▸ Task description
Your task is to restate the data word for word.

****************************************

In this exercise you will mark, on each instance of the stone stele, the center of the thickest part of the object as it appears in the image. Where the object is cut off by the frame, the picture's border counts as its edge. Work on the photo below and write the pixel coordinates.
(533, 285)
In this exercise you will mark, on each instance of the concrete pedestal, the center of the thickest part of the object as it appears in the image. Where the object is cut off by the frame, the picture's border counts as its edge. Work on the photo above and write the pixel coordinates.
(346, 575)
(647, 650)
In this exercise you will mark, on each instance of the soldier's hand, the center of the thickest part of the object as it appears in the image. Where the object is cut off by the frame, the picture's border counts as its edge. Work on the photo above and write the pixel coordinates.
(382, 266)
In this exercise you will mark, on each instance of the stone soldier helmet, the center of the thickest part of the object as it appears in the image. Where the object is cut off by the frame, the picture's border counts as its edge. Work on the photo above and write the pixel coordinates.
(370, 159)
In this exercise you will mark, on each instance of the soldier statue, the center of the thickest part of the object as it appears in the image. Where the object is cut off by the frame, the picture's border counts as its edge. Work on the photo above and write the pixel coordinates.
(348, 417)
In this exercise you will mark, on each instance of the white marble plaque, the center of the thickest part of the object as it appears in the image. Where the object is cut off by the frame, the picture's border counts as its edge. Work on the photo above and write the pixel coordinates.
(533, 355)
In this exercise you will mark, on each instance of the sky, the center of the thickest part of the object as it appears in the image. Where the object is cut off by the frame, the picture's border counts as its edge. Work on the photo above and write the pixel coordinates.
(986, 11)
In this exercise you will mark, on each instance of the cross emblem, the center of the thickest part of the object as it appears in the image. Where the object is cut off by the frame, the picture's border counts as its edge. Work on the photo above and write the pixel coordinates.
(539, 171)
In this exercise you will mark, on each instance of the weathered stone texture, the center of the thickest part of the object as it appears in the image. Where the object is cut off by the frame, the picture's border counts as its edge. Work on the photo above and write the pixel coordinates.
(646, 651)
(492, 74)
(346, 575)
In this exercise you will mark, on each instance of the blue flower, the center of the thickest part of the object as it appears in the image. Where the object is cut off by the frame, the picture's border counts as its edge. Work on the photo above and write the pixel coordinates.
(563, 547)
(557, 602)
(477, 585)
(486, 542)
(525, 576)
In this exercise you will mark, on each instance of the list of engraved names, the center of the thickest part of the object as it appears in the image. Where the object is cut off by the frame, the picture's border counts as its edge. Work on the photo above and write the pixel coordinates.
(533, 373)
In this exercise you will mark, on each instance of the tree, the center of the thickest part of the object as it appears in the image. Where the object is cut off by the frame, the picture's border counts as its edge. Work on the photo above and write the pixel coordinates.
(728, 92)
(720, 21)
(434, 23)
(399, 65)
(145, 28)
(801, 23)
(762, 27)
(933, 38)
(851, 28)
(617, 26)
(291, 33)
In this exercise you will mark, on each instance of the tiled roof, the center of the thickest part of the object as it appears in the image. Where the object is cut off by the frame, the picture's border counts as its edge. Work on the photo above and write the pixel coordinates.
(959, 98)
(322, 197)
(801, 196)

****************************************

▸ Exercise output
In this exercise you will mark, on each instance of the stone stele, the center of the thickest part of the object as it appears in the image. Where the object is cut off by the frame, the picture's border counts as its edge. Work on the photo below and write the pixel coordinates.
(533, 285)
In this exercise you will mark, on each instance of the concrete pedestal, the center of the thickest part of the object as it appears in the image. Where the object is cut off by the frame, the picture's border counts as its edge. Work on the photo above and write the pixel coordinates.
(346, 575)
(647, 650)
In this exercise you will mark, on each instance of the soldier's hand, the center of the thickest part of the object as it appears in the image. Where the object is cut off by the frame, the picture's border counts as its edge. Work on the photo above and write the pixel coordinates.
(382, 266)
In this exercise you will mark, on each instance of the stone soldier helmet, the center of the thickest part of the object as it appears in the image. Where the object is cut off by the frame, the picture's border counts as its edge. Work on the photo above and write the pixel coordinates.
(370, 159)
In this exercise you will mark, on each instance of the soldier statue, the center of the thickest part of the object as it appears in the image. Where the object is cut off by the frame, the picture's border counts as its edge. Work on the photo above and write the pixel coordinates.
(348, 417)
In this exercise you will mark, on each instance of the white marble plaque, the center of the thickest part of the object as it appears in the image. Where the object is cut off by the frame, the picture's border counts as its edge. Work on the photo above and write the pixel coordinates.
(533, 355)
In this exercise you will mark, on each instance of the sky, the center of the thickest part of the object as it appears in the image. Where the object is cut off by the frame, the picture's border counts as its edge. Work on the photo above and write the pixel coordinates.
(986, 11)
In this exercise you will mark, on each instance of the cross emblem, the center of the thickest part of the object as it appears in the image. Where the object is cut off by the frame, the picture's border counts as its edge. Work on the photo above and write the pixel coordinates.
(539, 171)
In this exercise you will mark, on each instance of the weathered stone texture, the center of the thickest part of the object as it appears in the image. Where the object is cut off by the frame, the picture's border counts as its edge. Work on the photo above and write the pixel coordinates.
(646, 651)
(492, 74)
(346, 575)
In this exercise you will mark, on each instance of the blue flower, the center of the thickest part of the object as it appears in the image. Where the object is cut off by the frame, the picture's border counts as its edge. Work on the photo above and write the pixel coordinates.
(563, 547)
(557, 602)
(477, 585)
(486, 542)
(525, 576)
In this exercise you will mark, on each instance of the list of engraved names, the center of the thickest part of the object as it appears in the image. Where the object is cut off by the frame, the picture's border counts as its edge. Work on the photo above and write the pixel coordinates.
(533, 373)
In this exercise you will mark, on each instance of the tree, the center of the thickest part of the object as it appears in the image. Where the object is cut off by the frame, the picture's border counts as its edge. Work on the photo above and write the pixel coordinates.
(728, 92)
(720, 21)
(434, 23)
(399, 65)
(145, 28)
(801, 23)
(762, 27)
(933, 38)
(851, 28)
(617, 26)
(291, 33)
In this exercise you will mark, on each instance of the tiled roof, the center of the thickest part of the object as it appears in the image. Where the object is cut off by the frame, the picture's border counts as its edge. Work on the photo above and write the pixel coordinates.
(959, 98)
(322, 197)
(801, 196)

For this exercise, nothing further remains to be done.